# PROBLEM TO WORK ON:
Everything from the line holding "[spot] the nose" through the last line below must be repeated exactly, and nothing else.

# SOURCE DATA:
++++

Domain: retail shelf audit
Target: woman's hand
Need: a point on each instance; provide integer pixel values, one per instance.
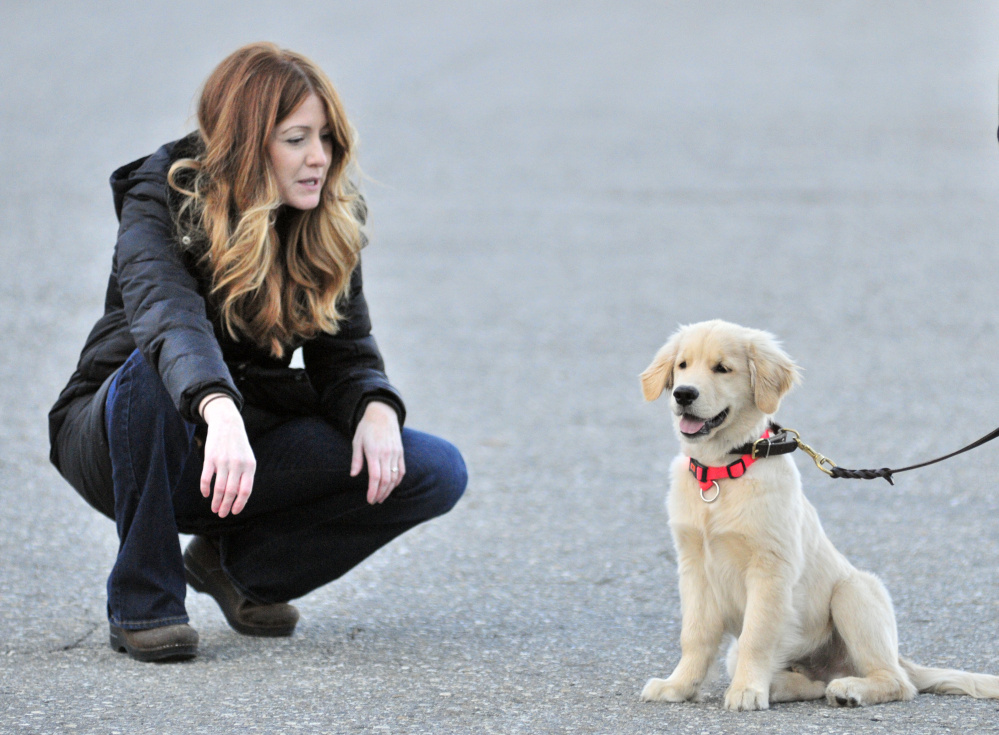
(228, 456)
(378, 441)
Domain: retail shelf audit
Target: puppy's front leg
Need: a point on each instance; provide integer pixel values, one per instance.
(702, 628)
(768, 599)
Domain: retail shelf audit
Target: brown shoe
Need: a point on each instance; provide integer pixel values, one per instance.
(204, 573)
(166, 643)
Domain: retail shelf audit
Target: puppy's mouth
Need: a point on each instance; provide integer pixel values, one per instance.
(691, 425)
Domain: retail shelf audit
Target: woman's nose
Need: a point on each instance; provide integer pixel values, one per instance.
(317, 155)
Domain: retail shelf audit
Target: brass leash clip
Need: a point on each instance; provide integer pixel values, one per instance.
(823, 463)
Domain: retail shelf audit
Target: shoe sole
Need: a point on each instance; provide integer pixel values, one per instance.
(174, 652)
(200, 585)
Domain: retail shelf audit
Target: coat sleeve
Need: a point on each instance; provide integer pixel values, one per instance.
(164, 307)
(346, 368)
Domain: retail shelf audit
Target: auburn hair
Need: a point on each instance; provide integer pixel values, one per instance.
(275, 289)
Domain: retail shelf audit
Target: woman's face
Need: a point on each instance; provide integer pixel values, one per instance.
(300, 149)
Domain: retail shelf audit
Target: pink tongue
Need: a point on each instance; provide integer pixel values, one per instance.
(690, 425)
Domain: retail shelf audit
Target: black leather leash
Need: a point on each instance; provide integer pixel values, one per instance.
(785, 441)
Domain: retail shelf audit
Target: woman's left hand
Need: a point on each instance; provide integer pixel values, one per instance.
(378, 442)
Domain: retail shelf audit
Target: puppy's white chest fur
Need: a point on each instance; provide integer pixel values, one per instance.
(753, 527)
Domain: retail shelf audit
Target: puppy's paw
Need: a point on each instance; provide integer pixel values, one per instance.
(744, 699)
(846, 692)
(667, 690)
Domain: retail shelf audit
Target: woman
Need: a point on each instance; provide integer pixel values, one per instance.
(237, 245)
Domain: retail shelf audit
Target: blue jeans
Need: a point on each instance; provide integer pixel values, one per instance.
(307, 521)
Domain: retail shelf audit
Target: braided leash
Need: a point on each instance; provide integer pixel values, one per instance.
(833, 470)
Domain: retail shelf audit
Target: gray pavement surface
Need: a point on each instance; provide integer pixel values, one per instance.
(554, 187)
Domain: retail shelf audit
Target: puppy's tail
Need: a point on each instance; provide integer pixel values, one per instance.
(951, 681)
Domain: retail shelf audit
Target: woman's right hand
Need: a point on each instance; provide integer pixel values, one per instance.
(228, 456)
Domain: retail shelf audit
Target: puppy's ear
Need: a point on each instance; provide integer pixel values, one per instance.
(658, 376)
(772, 372)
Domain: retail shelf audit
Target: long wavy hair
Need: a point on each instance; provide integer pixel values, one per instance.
(272, 288)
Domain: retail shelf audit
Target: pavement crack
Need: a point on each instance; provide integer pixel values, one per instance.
(76, 644)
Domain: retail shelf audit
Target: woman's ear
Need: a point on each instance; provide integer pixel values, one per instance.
(771, 371)
(658, 376)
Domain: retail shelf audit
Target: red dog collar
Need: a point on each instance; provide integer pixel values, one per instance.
(706, 476)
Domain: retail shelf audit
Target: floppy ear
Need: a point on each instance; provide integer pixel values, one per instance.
(772, 372)
(659, 375)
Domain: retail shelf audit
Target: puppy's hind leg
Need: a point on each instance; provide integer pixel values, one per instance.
(863, 615)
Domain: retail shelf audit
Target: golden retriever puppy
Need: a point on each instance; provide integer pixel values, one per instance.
(754, 562)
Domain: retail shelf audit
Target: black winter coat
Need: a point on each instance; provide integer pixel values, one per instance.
(156, 301)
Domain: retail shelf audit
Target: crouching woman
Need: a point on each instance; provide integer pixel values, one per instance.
(237, 245)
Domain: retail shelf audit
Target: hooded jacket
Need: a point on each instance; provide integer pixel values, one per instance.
(156, 301)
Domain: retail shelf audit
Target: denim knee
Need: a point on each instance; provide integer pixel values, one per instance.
(442, 469)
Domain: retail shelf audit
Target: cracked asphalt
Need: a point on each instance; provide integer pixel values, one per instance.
(554, 186)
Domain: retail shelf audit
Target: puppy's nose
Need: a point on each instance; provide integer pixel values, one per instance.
(685, 394)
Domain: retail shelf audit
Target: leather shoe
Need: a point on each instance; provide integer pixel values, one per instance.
(167, 642)
(204, 573)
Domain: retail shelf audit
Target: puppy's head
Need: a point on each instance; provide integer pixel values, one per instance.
(722, 379)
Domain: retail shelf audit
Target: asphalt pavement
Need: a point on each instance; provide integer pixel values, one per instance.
(554, 187)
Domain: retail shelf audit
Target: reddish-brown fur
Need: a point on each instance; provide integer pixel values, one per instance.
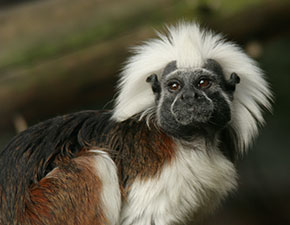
(70, 194)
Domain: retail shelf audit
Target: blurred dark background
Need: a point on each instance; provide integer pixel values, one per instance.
(61, 56)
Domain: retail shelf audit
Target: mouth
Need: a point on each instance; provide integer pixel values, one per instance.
(191, 116)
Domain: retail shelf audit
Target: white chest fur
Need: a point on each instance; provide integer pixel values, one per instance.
(194, 182)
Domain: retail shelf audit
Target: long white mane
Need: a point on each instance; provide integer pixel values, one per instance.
(191, 46)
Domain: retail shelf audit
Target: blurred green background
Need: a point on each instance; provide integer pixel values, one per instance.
(61, 56)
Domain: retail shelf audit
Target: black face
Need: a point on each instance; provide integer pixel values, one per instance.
(190, 100)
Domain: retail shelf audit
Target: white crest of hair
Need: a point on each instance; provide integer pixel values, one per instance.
(191, 46)
(110, 194)
(187, 188)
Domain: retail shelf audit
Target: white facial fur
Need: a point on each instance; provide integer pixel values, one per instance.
(191, 46)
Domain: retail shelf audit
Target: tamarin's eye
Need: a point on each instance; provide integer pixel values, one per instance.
(204, 83)
(174, 86)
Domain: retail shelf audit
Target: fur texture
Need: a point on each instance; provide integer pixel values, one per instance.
(190, 46)
(125, 166)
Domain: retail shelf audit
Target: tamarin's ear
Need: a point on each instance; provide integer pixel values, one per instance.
(155, 85)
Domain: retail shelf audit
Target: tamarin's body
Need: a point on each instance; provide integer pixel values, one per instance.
(164, 155)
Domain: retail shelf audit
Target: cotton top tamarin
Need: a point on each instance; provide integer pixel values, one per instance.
(188, 104)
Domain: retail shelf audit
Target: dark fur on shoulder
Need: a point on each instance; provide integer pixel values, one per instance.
(34, 153)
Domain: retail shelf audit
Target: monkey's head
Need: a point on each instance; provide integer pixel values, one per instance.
(189, 99)
(195, 84)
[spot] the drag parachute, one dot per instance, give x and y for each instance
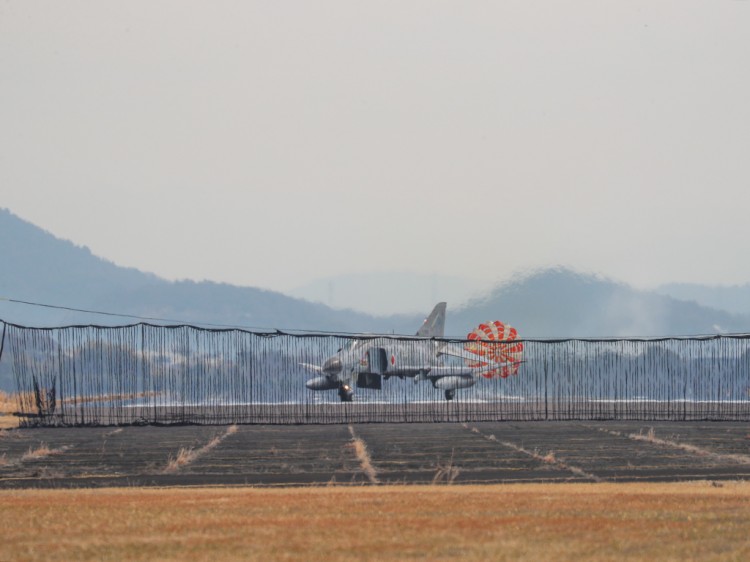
(496, 348)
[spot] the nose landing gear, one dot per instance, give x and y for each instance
(346, 394)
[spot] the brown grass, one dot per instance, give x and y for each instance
(687, 521)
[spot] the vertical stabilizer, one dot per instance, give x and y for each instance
(434, 325)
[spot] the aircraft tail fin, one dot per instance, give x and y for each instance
(434, 324)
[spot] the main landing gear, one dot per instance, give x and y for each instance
(346, 394)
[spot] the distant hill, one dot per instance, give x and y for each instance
(383, 293)
(563, 303)
(38, 267)
(734, 299)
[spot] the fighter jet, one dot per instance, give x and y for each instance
(368, 362)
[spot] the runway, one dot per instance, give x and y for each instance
(369, 454)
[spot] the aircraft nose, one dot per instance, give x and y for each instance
(332, 366)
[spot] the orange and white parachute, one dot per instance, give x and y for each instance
(496, 348)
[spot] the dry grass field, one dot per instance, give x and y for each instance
(681, 521)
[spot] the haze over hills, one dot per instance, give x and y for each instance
(382, 293)
(38, 267)
(734, 299)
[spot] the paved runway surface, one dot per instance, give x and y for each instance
(486, 452)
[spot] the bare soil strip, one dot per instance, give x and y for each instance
(188, 455)
(650, 437)
(548, 458)
(363, 456)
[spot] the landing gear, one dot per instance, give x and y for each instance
(346, 394)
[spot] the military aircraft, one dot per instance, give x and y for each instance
(491, 351)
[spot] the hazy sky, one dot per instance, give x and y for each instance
(272, 143)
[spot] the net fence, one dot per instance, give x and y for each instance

++++

# RESPONSE TO THIS EXERCISE:
[spot] the nose landing gear, one dot per instance, give x and y for each instance
(346, 394)
[spot] the brown grass, one dot per instance, give x and y for each instance
(687, 521)
[spot] the vertical stabilizer, one dot per instance, give x and y for each instance
(434, 325)
[spot] the aircraft tail fin, one dot per instance, give x and y for each instance
(434, 324)
[spot] the main landing gear, one dot per instance, give x and y for each instance
(346, 394)
[spot] the distant hill, one dot per instance, give x and y for each instance
(383, 293)
(563, 303)
(38, 267)
(734, 299)
[spot] the fighter jet, one dot per instance, give x and y for each instance
(368, 362)
[spot] the runway, one dot per instance, give x and y for each instance
(369, 454)
[spot] the aircraft nose, one dot per instance, give x and y for each instance
(332, 366)
[spot] the orange and white parachute, one dot per instance, give x and y for each instance
(496, 348)
[spot] the dry grass field, one dot per instance, give x and y for each instance
(681, 521)
[spot] the haze over hills, one dot per instance, give x and y for each instance
(382, 293)
(38, 267)
(734, 299)
[spot] the paved runway surface, one dot per instance, give x and y for each instance
(486, 452)
[spot] the bare soil strip, one dot per instance, give x and y for each instance
(188, 455)
(650, 437)
(548, 458)
(363, 456)
[spot] the landing gear, one dot per instance, give x and y for each instance
(346, 394)
[spot] the military aircraft, one dot per instance, give x and y for each instance
(491, 351)
[spot] the hazy sky, one dot per instance, give x and y for each instance
(272, 143)
[spot] the net fence, one dot per instance, give x and y for each instance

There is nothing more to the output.